(Records from a dataset)
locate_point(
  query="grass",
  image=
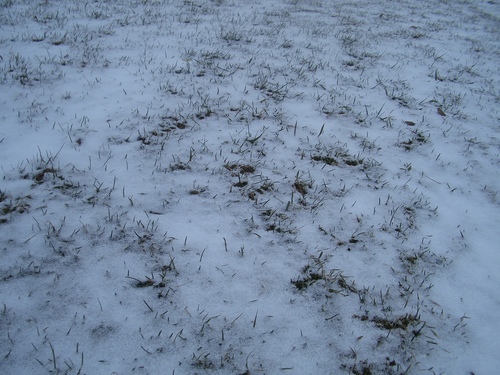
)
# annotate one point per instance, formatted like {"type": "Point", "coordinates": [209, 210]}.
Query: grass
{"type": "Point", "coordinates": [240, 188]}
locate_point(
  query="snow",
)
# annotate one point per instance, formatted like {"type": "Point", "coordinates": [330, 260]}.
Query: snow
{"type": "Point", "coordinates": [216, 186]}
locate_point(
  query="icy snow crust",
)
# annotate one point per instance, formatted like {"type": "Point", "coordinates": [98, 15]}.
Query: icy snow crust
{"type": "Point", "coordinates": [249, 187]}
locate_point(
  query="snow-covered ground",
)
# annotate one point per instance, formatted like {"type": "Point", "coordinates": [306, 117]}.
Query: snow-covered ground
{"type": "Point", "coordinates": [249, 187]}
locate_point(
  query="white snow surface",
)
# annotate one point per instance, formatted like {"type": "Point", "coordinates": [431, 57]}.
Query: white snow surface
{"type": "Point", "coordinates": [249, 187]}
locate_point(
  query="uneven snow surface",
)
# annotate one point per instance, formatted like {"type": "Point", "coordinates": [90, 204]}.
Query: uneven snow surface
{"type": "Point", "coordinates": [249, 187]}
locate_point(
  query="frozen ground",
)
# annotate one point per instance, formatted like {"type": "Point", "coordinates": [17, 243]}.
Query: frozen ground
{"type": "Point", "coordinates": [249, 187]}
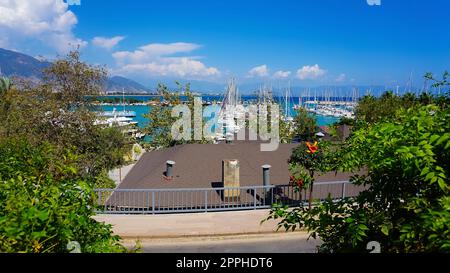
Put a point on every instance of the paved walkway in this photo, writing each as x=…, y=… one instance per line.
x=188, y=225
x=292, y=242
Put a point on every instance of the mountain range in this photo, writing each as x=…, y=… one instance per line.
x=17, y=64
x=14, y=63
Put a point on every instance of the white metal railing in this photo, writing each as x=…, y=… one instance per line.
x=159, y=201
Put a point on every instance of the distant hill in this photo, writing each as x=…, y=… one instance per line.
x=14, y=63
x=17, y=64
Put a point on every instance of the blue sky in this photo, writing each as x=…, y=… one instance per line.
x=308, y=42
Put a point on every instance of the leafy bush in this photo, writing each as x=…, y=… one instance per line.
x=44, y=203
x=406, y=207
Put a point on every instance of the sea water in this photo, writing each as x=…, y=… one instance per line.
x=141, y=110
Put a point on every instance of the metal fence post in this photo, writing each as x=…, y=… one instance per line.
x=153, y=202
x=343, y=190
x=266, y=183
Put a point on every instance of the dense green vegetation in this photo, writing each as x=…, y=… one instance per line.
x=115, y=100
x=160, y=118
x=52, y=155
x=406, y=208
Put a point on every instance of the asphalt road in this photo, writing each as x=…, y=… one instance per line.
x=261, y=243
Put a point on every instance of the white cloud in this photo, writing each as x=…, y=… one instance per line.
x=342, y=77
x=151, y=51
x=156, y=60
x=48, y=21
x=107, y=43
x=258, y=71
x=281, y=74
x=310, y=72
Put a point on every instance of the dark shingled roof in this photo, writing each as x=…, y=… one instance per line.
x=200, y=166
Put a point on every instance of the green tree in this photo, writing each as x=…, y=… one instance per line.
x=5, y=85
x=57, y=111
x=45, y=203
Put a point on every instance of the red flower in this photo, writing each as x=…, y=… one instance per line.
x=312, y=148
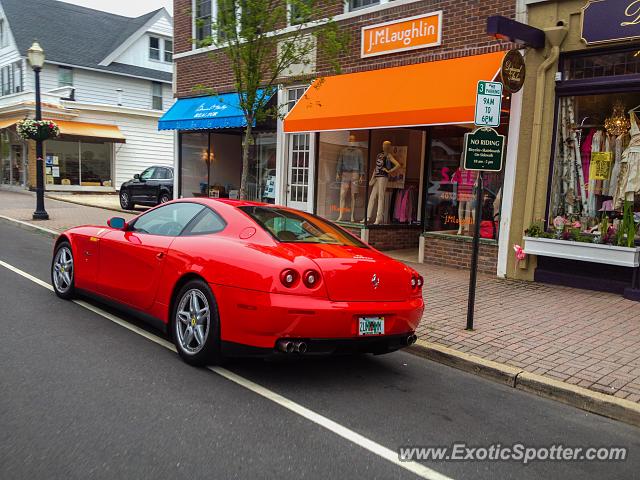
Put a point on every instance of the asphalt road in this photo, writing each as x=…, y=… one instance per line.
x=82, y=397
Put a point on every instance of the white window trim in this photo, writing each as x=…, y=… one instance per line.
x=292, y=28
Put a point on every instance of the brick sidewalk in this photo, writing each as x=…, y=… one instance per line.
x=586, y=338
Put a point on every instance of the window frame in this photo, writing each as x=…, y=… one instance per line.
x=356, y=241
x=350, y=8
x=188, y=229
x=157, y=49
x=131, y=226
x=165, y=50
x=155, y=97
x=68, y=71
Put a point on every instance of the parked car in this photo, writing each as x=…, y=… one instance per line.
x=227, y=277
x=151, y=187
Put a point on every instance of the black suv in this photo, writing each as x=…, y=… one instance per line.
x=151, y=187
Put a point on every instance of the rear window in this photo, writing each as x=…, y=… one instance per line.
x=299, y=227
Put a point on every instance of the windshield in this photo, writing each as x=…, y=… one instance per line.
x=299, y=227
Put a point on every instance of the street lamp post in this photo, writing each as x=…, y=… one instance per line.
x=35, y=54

#### REQUIREMENTS:
Change every "annotate" in the rows above to "mark" and reproduce all the rows with nothing else altered. Omit the pictures from your answer.

#### OUTPUT BELOW:
locate_point(
  query="grass",
  image=
)
# mark one point per instance, formatted like {"type": "Point", "coordinates": [209, 210]}.
Query: grass
{"type": "Point", "coordinates": [240, 188]}
locate_point(
  query="snow",
)
# mark one point per instance, formatted like {"type": "Point", "coordinates": [330, 260]}.
Query: snow
{"type": "Point", "coordinates": [216, 186]}
locate_point(
  query="icy snow crust",
)
# mark one point per instance, formatted like {"type": "Point", "coordinates": [98, 15]}.
Query: icy snow crust
{"type": "Point", "coordinates": [249, 187]}
locate_point(
  query="snow-covered ground",
)
# mark one point per instance, formatted like {"type": "Point", "coordinates": [306, 117]}.
Query: snow-covered ground
{"type": "Point", "coordinates": [249, 187]}
locate_point(
  query="white snow surface",
)
# mark one point per instance, formatted like {"type": "Point", "coordinates": [431, 57]}.
Query: white snow surface
{"type": "Point", "coordinates": [249, 187]}
locate_point(
  query="uneven snow surface",
)
# mark one point per instance, formatted like {"type": "Point", "coordinates": [90, 204]}.
Query: uneven snow surface
{"type": "Point", "coordinates": [249, 187]}
locate_point(
  query="frozen ground",
)
# mark one point per instance, formatted like {"type": "Point", "coordinates": [17, 243]}.
Query: frozen ground
{"type": "Point", "coordinates": [249, 187]}
Put a point on every instance of the paved walkway in this photo, writing each as x=…, y=… one instance per line.
x=188, y=225
x=292, y=242
Put a point on every instance of the mountain range in this photo, writing each as x=…, y=… one instance per line.
x=17, y=64
x=14, y=63
Put a point on every instance of the white metal railing in this photo, writing each as x=…, y=… one instance per line.
x=159, y=201
Put a point on every instance of the distant hill in this photo, writing each as x=…, y=… one instance per line.
x=14, y=63
x=17, y=64
Put a point on every instance of the blue sky in this photo, writing each as x=…, y=… one instance per line.
x=308, y=42
Put a point on every instance of the leafy bush in this photo, writing each as x=…, y=… one instance per line.
x=44, y=203
x=406, y=207
Put a point on every instance of the sea water in this photo, writing each as x=…, y=… one instance per line.
x=141, y=110
Put a point on every instance of the metal fence post in this photo, writing each as x=…, y=… one instance per line.
x=153, y=202
x=343, y=190
x=266, y=183
Put a point on every instance of the dense green vegetation in this photo, writing each as x=…, y=… one instance per line.
x=115, y=100
x=160, y=118
x=52, y=155
x=406, y=208
Put a point on every instance of the asphalt road in this photo, writing each as x=…, y=… one instance per line.
x=261, y=243
Put a point on every instance of the white cloud in this photo, writing each as x=…, y=… one instance per line.
x=342, y=77
x=151, y=51
x=156, y=60
x=48, y=21
x=107, y=43
x=258, y=71
x=281, y=74
x=310, y=72
Put a point on every instance of the dark shingled roof in this photo, writing each as x=…, y=… one instance per line.
x=200, y=166
Put a point on every instance of the green tree in this photo, writing each as x=…, y=… one instance per line.
x=5, y=85
x=57, y=111
x=45, y=203
Put a point on every instance of the red flower in this photo, writing each as x=…, y=… one instance per line.
x=312, y=148
Put a point on every instance of the asphalt road in this photo, writing each as x=…, y=… one instance per line.
x=82, y=397
Put a point on every instance of the white window trim in this photo, writing each as x=…, y=… one instance per line.
x=292, y=28
Put a point on every instance of the brick sidewalk in this photo, writing each as x=…, y=… one instance per line.
x=586, y=338
Put a point on every instance of the window frame in this photo, writing each as x=…, y=… one instance per line.
x=356, y=241
x=350, y=8
x=188, y=229
x=157, y=49
x=131, y=226
x=165, y=50
x=155, y=97
x=68, y=71
Put a point on every instance of the parked car in this photo, writing each as x=…, y=… one instance per line.
x=227, y=277
x=151, y=187
Put a point on every instance of the black suv in this photo, writing each as x=…, y=… one instance per line.
x=151, y=187
Put a point on every instance of the rear window in this photo, writing each as x=…, y=… one instance per line.
x=299, y=227
Put a point on every instance of the windshield in this photo, writing each as x=…, y=… one instance per line.
x=299, y=227
Put a point on every instance of the street lamp post in this photo, writing each as x=…, y=… one instance per line.
x=35, y=54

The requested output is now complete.